> [What you should do]:
All that is needed is an exact copy of the lines from the beginning of the data below through the line containing "point | one marker per instance of the subway", minus the pictures.

> [Data for this exercise]:

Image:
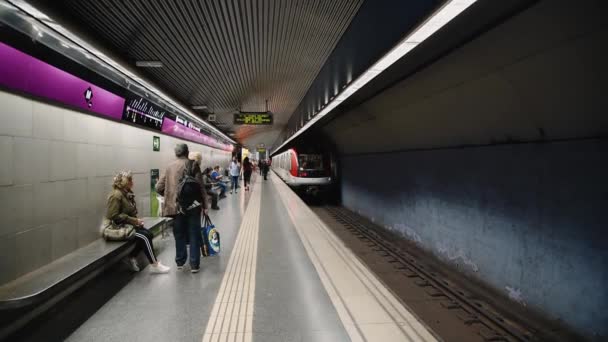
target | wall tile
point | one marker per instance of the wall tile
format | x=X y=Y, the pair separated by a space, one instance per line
x=89 y=229
x=33 y=249
x=106 y=161
x=6 y=160
x=86 y=160
x=97 y=129
x=48 y=121
x=31 y=160
x=75 y=126
x=17 y=209
x=63 y=161
x=49 y=202
x=98 y=189
x=15 y=115
x=64 y=235
x=8 y=258
x=76 y=203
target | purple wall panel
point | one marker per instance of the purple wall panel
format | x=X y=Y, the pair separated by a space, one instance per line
x=22 y=72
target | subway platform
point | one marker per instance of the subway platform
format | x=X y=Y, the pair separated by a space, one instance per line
x=282 y=275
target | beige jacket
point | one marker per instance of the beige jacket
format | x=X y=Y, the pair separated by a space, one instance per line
x=167 y=185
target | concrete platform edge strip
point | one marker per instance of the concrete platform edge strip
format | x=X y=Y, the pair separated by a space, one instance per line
x=232 y=314
x=368 y=310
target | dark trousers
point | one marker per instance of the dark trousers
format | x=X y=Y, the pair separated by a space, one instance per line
x=187 y=229
x=143 y=242
x=235 y=183
x=214 y=198
x=247 y=177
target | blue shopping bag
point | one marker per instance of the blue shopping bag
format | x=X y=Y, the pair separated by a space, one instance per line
x=211 y=238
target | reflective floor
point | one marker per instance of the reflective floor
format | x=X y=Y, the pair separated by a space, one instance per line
x=281 y=276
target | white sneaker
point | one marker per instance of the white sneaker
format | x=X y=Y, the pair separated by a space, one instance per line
x=133 y=264
x=159 y=268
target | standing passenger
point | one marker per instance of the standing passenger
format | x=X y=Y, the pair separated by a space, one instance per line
x=187 y=221
x=247 y=170
x=217 y=178
x=234 y=174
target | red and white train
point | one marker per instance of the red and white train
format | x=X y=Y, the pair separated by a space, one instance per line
x=305 y=171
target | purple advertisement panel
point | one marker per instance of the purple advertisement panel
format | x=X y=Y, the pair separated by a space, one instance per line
x=25 y=73
x=171 y=127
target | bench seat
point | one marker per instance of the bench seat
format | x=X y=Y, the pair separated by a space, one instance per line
x=56 y=280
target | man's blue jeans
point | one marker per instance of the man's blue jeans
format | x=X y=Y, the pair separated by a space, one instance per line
x=222 y=186
x=187 y=227
x=235 y=182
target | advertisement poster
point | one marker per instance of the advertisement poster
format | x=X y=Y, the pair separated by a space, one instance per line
x=143 y=113
x=154 y=204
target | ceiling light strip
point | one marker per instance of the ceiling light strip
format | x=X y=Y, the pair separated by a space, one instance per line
x=30 y=10
x=436 y=21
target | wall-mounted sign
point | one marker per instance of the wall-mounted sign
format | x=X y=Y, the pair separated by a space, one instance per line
x=143 y=113
x=189 y=124
x=253 y=118
x=156 y=143
x=154 y=205
x=27 y=74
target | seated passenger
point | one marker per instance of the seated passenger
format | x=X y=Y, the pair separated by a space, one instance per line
x=121 y=211
x=208 y=183
x=217 y=179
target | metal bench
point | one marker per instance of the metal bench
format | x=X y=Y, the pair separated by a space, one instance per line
x=30 y=295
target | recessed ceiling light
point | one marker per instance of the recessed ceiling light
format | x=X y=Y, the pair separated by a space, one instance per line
x=149 y=64
x=432 y=24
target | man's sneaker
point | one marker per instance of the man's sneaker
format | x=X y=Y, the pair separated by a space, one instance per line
x=133 y=264
x=159 y=268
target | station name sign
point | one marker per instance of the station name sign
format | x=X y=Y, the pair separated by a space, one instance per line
x=249 y=118
x=143 y=113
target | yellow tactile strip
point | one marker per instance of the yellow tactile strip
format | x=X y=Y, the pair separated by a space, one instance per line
x=232 y=314
x=367 y=309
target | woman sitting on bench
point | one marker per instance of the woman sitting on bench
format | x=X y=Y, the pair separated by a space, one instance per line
x=121 y=210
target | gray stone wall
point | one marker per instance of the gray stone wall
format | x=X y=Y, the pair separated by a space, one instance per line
x=56 y=167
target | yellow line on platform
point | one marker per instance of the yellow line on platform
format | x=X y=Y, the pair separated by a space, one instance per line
x=231 y=318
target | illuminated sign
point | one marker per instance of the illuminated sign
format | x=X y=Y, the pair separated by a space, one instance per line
x=253 y=119
x=141 y=112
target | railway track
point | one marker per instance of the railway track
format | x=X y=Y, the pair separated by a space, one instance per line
x=490 y=325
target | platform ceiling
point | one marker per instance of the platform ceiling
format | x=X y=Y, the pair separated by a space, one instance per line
x=227 y=55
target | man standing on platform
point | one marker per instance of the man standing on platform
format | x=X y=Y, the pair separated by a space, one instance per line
x=178 y=180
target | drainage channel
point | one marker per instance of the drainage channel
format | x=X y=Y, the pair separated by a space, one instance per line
x=490 y=325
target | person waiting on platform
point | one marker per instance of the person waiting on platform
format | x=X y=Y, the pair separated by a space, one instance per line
x=235 y=172
x=208 y=183
x=247 y=170
x=217 y=179
x=122 y=211
x=187 y=220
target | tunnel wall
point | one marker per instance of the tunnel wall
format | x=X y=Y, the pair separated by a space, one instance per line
x=56 y=169
x=493 y=158
x=527 y=219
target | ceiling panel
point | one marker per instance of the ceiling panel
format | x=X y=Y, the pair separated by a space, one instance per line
x=227 y=55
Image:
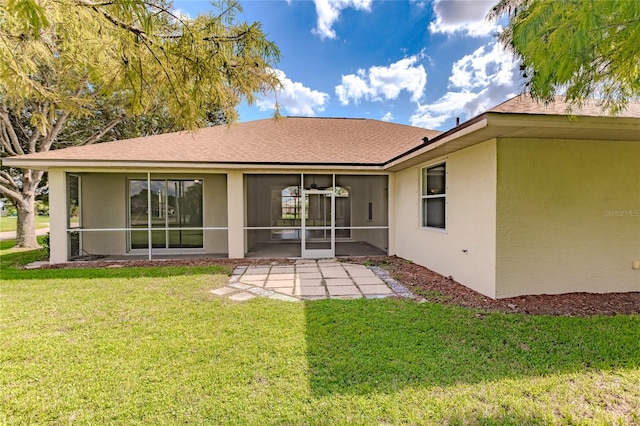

> [Answer to the problem]:
Image:
target | wall tile
point | one marker per instance of the wall tile
format | x=X y=Y, the pair separated by a space, one instance per line
x=89 y=229
x=33 y=249
x=106 y=161
x=6 y=160
x=86 y=160
x=97 y=129
x=48 y=121
x=31 y=160
x=75 y=126
x=17 y=209
x=63 y=161
x=49 y=202
x=98 y=189
x=15 y=115
x=64 y=235
x=8 y=258
x=76 y=203
target | purple wall panel
point | one marker per instance of the purple wall panel
format | x=X y=Y, the pair separated by a space, one instance per line
x=22 y=72
target | subway platform
point | one marker per instance of the subway platform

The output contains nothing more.